EXERCISE INSTRUCTIONS | Put the part of the data that opens with the line containing "[mark] dark skin" and runs through the end of the data into a Markdown table with the columns Row and Line. Give each line its own numbered row and leave out blank lines.

* begin *

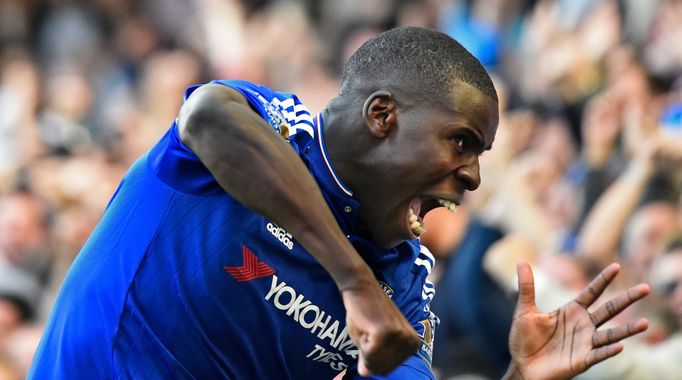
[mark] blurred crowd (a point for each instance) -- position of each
(586, 168)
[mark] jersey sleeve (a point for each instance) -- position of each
(283, 111)
(177, 165)
(414, 368)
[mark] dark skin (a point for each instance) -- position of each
(398, 150)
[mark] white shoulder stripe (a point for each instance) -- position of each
(427, 253)
(425, 263)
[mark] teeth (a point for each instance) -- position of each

* end *

WRITTEN ANSWER |
| Row | Line |
|---|---|
| 1 | [mark] dark skin (a point for each instance) -- position of each |
| 2 | (398, 150) |
| 3 | [mark] white shoulder stripe (a point for each instance) -- position of each |
| 4 | (427, 253) |
| 5 | (425, 263) |
| 6 | [mark] teeth (a point for each instance) -- position of each |